- Latihan Tertulis -
Sajikan semua baris di bawah ini sebagai daftar JSON berisi string, satu string untuk tiap baris, tanpa baris kosong.

========================================

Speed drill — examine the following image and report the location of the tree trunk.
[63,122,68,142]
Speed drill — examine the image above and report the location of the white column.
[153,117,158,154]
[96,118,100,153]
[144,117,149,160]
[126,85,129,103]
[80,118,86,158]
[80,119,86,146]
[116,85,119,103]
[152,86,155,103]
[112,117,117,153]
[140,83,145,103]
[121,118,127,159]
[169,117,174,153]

========================================

- Jawaban Latihan -
[
  "Speed drill — examine the following image and report the location of the tree trunk.",
  "[63,122,68,142]",
  "Speed drill — examine the image above and report the location of the white column.",
  "[153,117,158,154]",
  "[96,118,100,153]",
  "[144,117,149,160]",
  "[126,85,129,103]",
  "[80,118,86,158]",
  "[80,119,86,146]",
  "[116,85,119,103]",
  "[152,86,155,103]",
  "[112,117,117,153]",
  "[140,83,145,103]",
  "[121,118,127,159]",
  "[169,117,174,153]"
]